Excerpted text:

--- Start ---

A subset of 869 observations was taken from the larger set of data for purposes of statistical analysis. It included results from 88 trials conducted in all 16 years, three locations, and both water regimes but only those 24 runner and virginia lines that were tested in 2012 and had been tested for three or more years (Table 1).
Data for pod yield, TSMK, and 100-seed weight were subjected to analysis of variance using the mixed models procedure (PROC MIXED) of SAS Ver. 9.2 statistical software (SAS Inst., Cary, NC). Even though length of season was a time limit imposed on a particular entry in a particular test, length of season was also analyzed to identify any effects of irrigation, market type, line within market type, and interaction. The linear model used in the analysis of variance separated the effect of the market type (runner or virginia) from the effect of a line within a market type, both of which effects were considered to be fixed and suitable for the estimation of means rather than to be random effects whose variance should be estimated. In essence, water regimes were treated as whole plots and year as a replicating variable; the lines were grown in subplots of a sort of split plot design. Although results from some trials were discarded, it was still possible to estimate the fixed effects of market-type-by irrigation interaction and interaction of lines within market types with irrigation. The effects of macro-environments, i.e., of combinations of years and locations, were considered to be random as were the effects of irrigation-by-environment interaction. Means adjusted for the effects of years and locations were computed for water regimes, and for market types, cultivars and breeding lines across and within water regimes using the “least squares means” (LSMEANS) option of SAS PROC MIXED. Mean separation for each type of mean was performed using t-tests with α = 0.05.

--- End ---

Given data:
--- Start ---

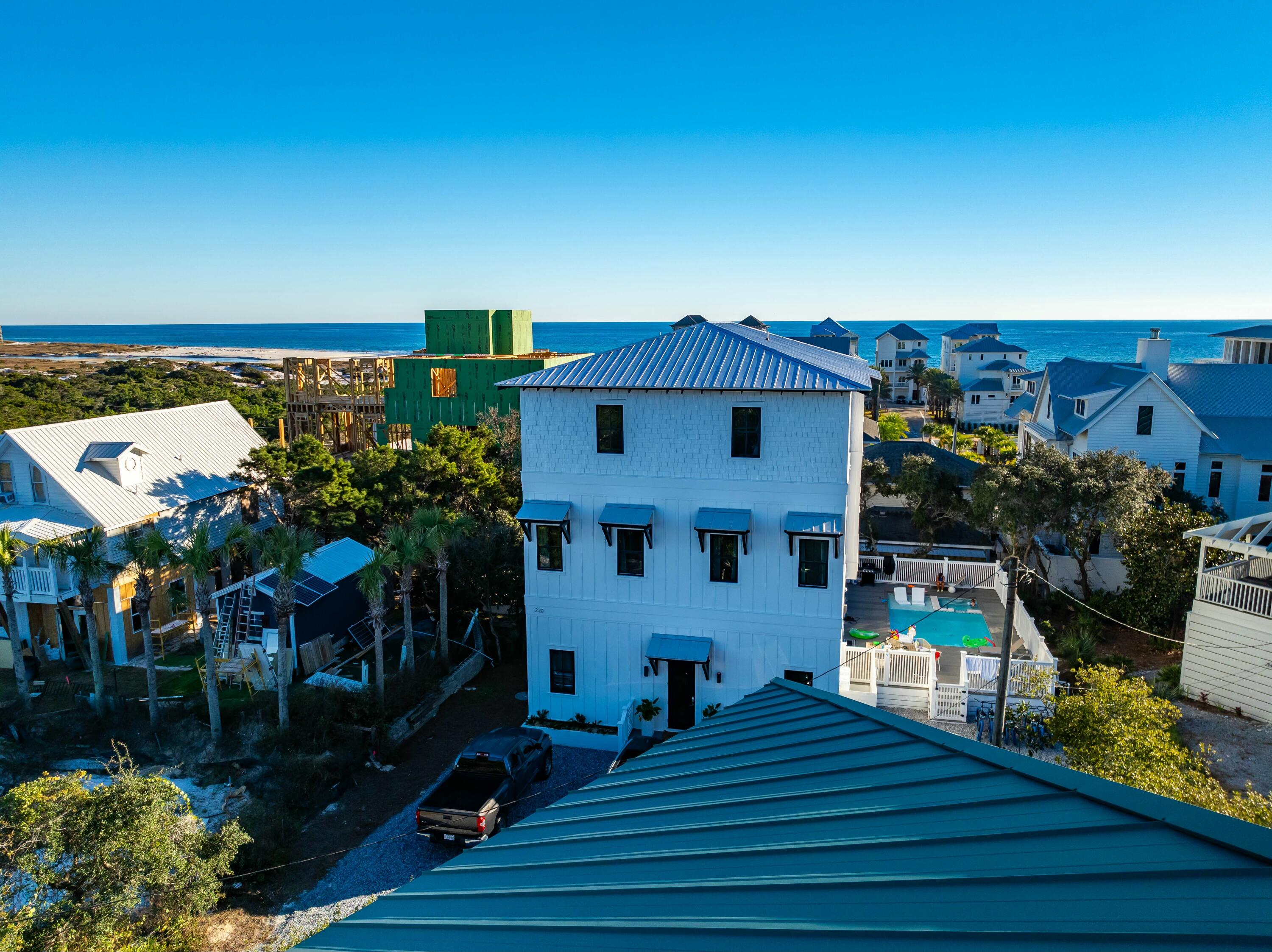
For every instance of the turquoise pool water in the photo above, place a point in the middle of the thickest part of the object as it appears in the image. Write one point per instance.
(947, 628)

--- End ---

Problems:
- A) In the statistical analysis text, which version of SAS statistical software was used?
- B) According to the statistical analysis text, length of season was analyzed to identify which effects? List every one.
- C) Reproduce word for word the portion of the statistical analysis text that begins at the words "A subset of" and stops after "years (Table 1).".
The material comes from a separate source.

Responses to the tasks:
- A) SAS Ver. 9.2

- B) Irrigation, market type, line within market type, and interaction.

- C)
A subset of 869 observations was taken from the larger set of data for purposes of statistical analysis. It included results from 88 trials conducted in all 16 years, three locations, and both water regimes but only those 24 runner and virginia lines that were tested in 2012 and had been tested for three or more years (Table 1).